RECORDS PROVIDED section start

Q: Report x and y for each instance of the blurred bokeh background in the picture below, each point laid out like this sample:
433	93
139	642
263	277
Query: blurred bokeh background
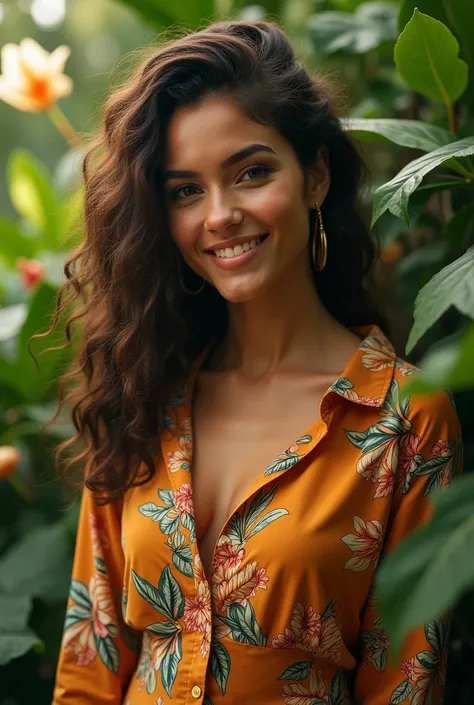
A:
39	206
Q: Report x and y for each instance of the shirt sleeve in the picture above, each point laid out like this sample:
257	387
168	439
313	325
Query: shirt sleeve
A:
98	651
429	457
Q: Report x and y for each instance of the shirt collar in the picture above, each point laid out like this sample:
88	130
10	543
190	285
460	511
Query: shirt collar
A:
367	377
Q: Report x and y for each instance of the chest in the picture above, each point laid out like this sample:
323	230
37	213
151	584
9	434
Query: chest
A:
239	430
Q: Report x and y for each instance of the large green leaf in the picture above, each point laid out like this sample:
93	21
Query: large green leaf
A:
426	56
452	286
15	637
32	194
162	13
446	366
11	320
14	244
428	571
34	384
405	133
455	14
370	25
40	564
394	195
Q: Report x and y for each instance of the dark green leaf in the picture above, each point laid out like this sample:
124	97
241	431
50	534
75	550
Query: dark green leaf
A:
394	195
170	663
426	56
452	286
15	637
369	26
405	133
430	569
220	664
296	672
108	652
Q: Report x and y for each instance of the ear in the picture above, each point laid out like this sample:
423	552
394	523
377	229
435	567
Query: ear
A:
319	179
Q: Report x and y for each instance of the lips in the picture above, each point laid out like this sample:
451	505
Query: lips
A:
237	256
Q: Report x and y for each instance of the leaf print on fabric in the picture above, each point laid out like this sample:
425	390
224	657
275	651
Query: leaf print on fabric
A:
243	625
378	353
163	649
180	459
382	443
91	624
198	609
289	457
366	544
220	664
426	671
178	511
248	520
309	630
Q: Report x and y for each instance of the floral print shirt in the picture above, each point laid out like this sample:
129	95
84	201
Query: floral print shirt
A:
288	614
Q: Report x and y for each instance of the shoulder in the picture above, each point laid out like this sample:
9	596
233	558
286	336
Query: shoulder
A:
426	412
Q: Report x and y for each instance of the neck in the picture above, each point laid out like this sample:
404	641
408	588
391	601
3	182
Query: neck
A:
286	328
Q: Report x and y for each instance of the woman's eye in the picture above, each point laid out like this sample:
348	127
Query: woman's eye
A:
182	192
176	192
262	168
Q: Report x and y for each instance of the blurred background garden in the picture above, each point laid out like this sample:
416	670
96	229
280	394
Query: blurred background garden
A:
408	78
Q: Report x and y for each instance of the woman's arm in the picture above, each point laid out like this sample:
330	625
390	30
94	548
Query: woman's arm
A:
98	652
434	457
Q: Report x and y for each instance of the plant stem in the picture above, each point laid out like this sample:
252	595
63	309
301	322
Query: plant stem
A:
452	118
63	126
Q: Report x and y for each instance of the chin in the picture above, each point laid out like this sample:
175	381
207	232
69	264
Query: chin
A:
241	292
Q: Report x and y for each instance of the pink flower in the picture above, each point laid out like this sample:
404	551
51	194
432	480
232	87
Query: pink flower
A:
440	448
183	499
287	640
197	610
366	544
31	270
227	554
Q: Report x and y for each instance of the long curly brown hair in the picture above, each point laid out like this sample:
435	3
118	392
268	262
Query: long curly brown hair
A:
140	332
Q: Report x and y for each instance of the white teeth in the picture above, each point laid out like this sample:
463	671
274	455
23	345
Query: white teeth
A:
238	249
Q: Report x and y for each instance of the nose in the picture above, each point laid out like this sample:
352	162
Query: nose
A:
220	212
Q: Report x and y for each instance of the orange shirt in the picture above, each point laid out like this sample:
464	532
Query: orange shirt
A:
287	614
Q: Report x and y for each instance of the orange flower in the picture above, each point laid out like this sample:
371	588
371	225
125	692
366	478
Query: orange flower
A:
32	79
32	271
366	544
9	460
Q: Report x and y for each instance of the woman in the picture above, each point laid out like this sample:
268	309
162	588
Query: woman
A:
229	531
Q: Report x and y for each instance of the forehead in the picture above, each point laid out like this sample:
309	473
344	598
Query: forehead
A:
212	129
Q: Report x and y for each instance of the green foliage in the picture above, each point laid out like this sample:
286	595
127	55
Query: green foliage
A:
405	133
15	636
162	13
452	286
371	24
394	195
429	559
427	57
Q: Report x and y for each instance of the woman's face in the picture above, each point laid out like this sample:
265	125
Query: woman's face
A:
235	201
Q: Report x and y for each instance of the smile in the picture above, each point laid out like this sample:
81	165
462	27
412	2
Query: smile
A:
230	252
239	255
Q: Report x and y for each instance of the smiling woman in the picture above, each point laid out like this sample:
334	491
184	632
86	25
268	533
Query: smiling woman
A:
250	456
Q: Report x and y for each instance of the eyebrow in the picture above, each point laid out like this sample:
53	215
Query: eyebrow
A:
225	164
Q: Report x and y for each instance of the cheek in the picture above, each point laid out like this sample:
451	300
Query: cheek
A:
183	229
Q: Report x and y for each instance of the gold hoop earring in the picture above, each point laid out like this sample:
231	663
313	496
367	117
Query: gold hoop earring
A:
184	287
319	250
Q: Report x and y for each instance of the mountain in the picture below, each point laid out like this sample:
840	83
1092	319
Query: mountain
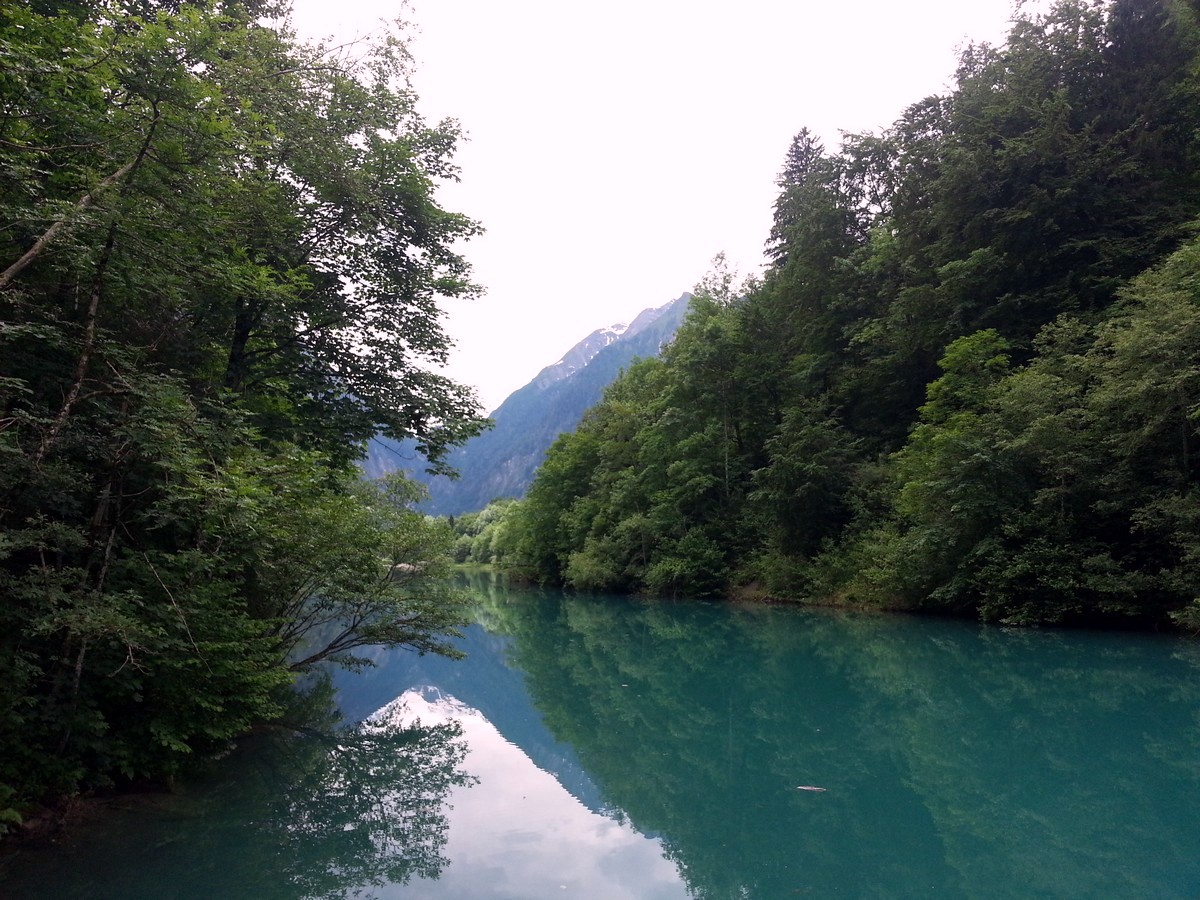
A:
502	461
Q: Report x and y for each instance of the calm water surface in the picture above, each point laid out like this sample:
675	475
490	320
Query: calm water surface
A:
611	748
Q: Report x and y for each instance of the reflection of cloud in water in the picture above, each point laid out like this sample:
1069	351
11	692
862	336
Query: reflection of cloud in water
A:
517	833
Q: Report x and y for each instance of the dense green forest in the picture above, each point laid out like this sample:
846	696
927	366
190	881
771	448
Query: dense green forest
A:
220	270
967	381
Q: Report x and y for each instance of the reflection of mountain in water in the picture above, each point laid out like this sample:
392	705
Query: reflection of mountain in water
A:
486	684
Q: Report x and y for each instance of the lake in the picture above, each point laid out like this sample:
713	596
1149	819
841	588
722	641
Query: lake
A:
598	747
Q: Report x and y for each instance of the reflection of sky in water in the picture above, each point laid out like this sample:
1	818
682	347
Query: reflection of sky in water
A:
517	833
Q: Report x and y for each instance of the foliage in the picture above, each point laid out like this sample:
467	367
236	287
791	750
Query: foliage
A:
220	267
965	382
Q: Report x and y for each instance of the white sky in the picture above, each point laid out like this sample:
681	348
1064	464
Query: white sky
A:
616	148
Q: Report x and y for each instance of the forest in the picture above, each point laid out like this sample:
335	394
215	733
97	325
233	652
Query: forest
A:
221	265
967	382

RECORDS PROVIDED section end

## ACTIVITY
Would you write each entry out again exactly, omitting the images?

## SOLUTION FOR THIS EXERCISE
Q: Report x and y for each instance of the blurred bokeh background in the picture below, each point laid out like this sample:
433	93
139	642
263	277
Query: blurred bokeh background
A:
39	206
Q: Report x and y for each instance of the shirt sleeve in the picture above, each point laid out like this sample:
257	387
168	439
313	325
Query: shirt sleeve
A:
98	651
429	457
Q: Report x and y for each instance of the shirt collar in the picture above, each point laid out like this sample:
88	130
10	543
190	285
460	511
Query: shirt collar
A:
367	377
Q: Report x and y for each instance of the chest in the picture above, each point laid out like this sample:
323	230
37	213
151	584
9	434
Query: chest
A:
239	430
Q: Report x and y for each instance of the large green leaf in the picture above, each point laid out like this sample:
93	21
Query: large green leaf
A:
426	56
452	286
15	637
32	194
162	13
446	366
11	320
14	244
428	571
34	384
405	133
455	14
370	25
40	564
394	195
Q: Report x and y for each instance of the dark green leaf in the picture above, each point laid out like this sample:
124	97
241	431
50	534
75	550
Query: dark green leaf
A:
394	195
170	663
426	56
452	286
15	637
369	26
405	133
430	569
220	664
296	672
108	652
Q: Report x and y for each instance of the ear in the picture above, each point laid out like this sample:
423	552
394	523
377	229
435	567
Query: ear
A:
319	179
Q: Report x and y for each instance of the lips in the picture above, each point laid out like this sample:
451	505
Query: lips
A:
237	256
Q: Report x and y for each instance of the leaf print on fabric in the picture above, each point laid out like this sample:
425	390
224	657
275	651
Query: leaf print on fabric
A:
243	625
378	353
163	649
180	459
382	443
91	624
198	609
289	457
366	544
220	664
426	671
178	511
248	520
309	630
Q: Report x and y for each instance of the floral print shirt in the picture above, each point laid out like this sample:
129	95
84	201
Query: floral print shirt
A:
288	614
Q: Report x and y for each instance of the shoulder in the picture above, each point laid out like this sample:
9	596
233	558
286	336
Query: shoulder
A:
426	412
Q: Report x and y for each instance of the neck in the picture above, each point laid out like this sample:
404	641
408	588
391	601
3	182
Query: neck
A:
286	328
Q: Report x and y for each instance of the woman's eye in the picture above, each point laid out like this sample:
348	127
Query: woman's eye
A:
182	192
176	192
262	168
Q: Report x and y for each instance of the blurred background garden in the picture above, each point laid out like this sample:
416	670
96	229
280	394
Query: blurred background garden
A:
408	78
Q: Report x and y for each instance of the woman's arm in the picture above, each point laid out like this sample:
330	625
390	30
94	548
Query: woman's arm
A:
98	652
434	457
Q: Report x and y for each instance of the plant stem in the picture above, each point laid out like this sample:
252	595
63	309
301	322
Query: plant stem
A:
452	118
63	126
Q: Report x and y for each instance of the chin in the picture above, each point laid out like this sample:
175	381
207	232
69	264
Query: chin
A:
241	292
Q: Report x and y for each instance of the pink flower in the picture above, each point laid out like this sample:
404	551
51	194
432	480
232	87
Query: pink flower
A:
440	448
183	499
287	640
197	610
366	544
31	270
227	554
Q: Report x and y for each instance of the long curly brown hair in the picture above, each point laid out like this sample:
435	3
118	392
268	262
Query: long curly brown hair
A:
140	332
Q: Report x and y for each instance of the white teeth in the picture above, each point laid out like this sample:
463	671
274	455
23	345
Query: white teeth
A:
238	249
Q: Report x and y for each instance of the nose in the picture above, each point laid out like this sample:
352	162
Query: nose
A:
220	212
Q: Report x and y for each instance of the orange shirt in the picture above, each point laid out like this sample:
464	532
Query: orange shirt
A:
287	614
Q: Report x and y for each instance of the orange flower in the picture above, each point laid out like this sample:
371	588
371	225
125	692
366	478
Query: orange flower
A:
32	79
32	271
366	544
9	460
Q: Report x and y for each instance of the woman in the picture above, each point laid out like this sample:
268	309
162	588
Query: woman
A:
229	531
Q: Report x and y for each instance of the forehead in the picture above, each point laid out like this sample:
309	473
344	598
Query: forehead
A:
212	129
Q: Report x and y for each instance of the green foliage in the picture above, each point laid out like this sample:
286	595
127	55
Query: green foliage
A:
405	133
15	636
162	13
452	286
371	24
394	195
429	559
427	57
Q: Report x and y for each instance of the woman's face in the picture above, each point laid out like this sample:
265	125
Query: woman's face
A:
235	201
Q: Report x and y for each instance of the smile in the picture above, each point laid out like this sample:
81	165
462	27
412	2
Query: smile
A:
230	252
239	255
Q: Report x and y for each instance of the smiling woman in the picture above, each point laid out like this sample:
334	491
184	632
86	25
268	533
Query: smiling woman
A:
250	456
Q: Report x and y for each instance of the eyebrow in the picture above, each point laid out like this sample:
53	215
Query: eyebrow
A:
225	164
Q: Report x and y for each instance of the cheek in the picture above, each point laid out like this sample:
451	300
Query: cheek
A:
183	229
Q: Report x and y for each instance of the gold hoop earring in the picture above, each point laid out like this sample:
231	663
313	496
367	117
Query: gold hoop earring
A:
184	287
319	250
Q: Report x and y for each instance of the mountain in the picture below, each point laid out like this sample:
840	83
1092	319
Query: mountain
A:
502	461
Q: Report x and y for each instance of the calm water surface in the picture above, each point laid out like this sample:
675	475
490	320
Query: calm water surface
A:
611	748
Q: Report x and y for each instance of the reflection of cloud in water in the picture above, each point laid out like this sample:
1069	351
11	692
862	336
Query: reflection of cloud in water
A:
517	833
Q: Report x and y for each instance of the dense green forest in the picture above, each point laid out like this sample:
846	696
927	366
190	881
771	448
Query: dense green forest
A:
220	270
967	381
Q: Report x and y for each instance of the reflection of mountain in water in the picture above, each point laid out like this sample:
392	705
Query: reflection of mountain in water
A:
486	684
Q: Report x and y for each instance of the lake in the picture above, each point laid out like this sample:
713	596
1149	819
841	588
722	641
Query: lake
A:
598	747
Q: Report x and y for each instance of the reflection of sky in water in the picture above, each point laid out like this sample:
1	818
682	347
Query: reflection of sky in water
A:
517	833
Q: Report x and y for each instance of the foliage in the picture above, each point laid out like this sample:
467	367
236	287
791	750
Query: foliage
A:
220	267
965	382
Q: Report x and y for each instance of the white sky in the picture above, each point laid out like this sample:
681	348
1064	464
Query: white sky
A:
616	148
Q: Report x and y for each instance of the forest in the picture above, each point laid out like this sample:
335	394
215	733
97	325
233	652
Query: forest
A:
221	265
967	382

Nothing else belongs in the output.